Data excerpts
<<<<

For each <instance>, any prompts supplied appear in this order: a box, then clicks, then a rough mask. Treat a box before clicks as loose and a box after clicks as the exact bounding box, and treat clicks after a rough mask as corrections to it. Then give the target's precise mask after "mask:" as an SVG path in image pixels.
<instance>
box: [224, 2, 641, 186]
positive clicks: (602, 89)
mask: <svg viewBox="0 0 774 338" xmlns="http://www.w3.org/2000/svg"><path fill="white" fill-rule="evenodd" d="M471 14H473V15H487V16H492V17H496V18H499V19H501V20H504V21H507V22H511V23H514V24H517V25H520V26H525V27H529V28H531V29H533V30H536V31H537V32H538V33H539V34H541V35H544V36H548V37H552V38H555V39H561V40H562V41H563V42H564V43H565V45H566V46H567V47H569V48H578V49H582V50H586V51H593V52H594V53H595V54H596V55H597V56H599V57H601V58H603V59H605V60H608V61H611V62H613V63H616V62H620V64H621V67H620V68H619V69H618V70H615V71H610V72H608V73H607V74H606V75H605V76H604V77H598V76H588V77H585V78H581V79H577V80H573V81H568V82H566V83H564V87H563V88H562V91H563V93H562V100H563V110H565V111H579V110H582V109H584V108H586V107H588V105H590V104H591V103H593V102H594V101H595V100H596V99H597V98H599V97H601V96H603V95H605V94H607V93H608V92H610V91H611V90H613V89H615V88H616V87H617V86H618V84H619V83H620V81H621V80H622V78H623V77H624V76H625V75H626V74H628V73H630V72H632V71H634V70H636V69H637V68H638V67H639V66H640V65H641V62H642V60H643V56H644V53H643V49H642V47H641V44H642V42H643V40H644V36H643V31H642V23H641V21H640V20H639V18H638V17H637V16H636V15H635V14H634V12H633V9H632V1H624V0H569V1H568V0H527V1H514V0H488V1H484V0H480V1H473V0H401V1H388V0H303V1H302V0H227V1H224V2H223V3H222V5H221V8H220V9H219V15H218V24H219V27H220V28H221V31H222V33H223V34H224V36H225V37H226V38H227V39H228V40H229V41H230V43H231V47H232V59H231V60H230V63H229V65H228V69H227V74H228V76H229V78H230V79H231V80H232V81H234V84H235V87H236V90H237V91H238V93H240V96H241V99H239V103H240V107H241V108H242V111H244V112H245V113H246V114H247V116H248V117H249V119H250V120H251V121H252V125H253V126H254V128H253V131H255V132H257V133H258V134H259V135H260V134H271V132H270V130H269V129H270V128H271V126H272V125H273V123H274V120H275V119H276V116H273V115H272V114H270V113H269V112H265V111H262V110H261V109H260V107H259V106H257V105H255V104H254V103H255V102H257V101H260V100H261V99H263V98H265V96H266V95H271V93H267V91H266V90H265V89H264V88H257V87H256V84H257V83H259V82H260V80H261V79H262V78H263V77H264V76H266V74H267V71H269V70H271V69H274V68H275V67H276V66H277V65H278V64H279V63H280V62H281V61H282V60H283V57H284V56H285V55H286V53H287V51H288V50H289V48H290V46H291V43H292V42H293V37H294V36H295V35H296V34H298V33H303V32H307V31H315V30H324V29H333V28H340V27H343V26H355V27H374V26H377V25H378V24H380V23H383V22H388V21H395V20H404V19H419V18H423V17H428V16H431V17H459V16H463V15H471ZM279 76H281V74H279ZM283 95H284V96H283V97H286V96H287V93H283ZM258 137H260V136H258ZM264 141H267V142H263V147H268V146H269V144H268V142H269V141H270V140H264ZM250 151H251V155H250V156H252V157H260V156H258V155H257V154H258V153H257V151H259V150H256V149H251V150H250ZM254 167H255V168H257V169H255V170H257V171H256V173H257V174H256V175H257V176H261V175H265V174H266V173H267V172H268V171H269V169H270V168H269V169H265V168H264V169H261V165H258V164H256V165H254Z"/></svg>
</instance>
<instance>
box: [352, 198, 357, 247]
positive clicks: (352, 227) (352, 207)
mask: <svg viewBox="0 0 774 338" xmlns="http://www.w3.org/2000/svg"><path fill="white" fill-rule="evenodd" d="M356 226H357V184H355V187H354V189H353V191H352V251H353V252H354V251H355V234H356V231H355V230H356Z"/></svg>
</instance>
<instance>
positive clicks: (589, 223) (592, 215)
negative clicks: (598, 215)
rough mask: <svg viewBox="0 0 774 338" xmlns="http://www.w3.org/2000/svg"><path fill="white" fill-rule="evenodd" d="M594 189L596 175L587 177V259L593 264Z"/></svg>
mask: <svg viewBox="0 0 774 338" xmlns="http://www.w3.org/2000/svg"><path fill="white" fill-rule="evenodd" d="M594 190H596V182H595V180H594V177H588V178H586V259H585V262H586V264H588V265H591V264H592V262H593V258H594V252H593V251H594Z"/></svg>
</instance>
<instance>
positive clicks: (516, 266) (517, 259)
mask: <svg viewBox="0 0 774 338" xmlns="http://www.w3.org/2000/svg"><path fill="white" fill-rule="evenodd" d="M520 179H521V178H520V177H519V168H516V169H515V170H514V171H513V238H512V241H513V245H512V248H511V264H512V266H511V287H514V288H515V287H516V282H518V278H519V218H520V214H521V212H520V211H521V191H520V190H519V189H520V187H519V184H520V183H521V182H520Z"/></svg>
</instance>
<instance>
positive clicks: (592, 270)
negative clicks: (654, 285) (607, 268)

>>>>

### TASK GOAL
What lines above contain the string "negative"? Copy all of them.

### REPLY
negative clicks: (598, 215)
negative clicks: (654, 285) (607, 268)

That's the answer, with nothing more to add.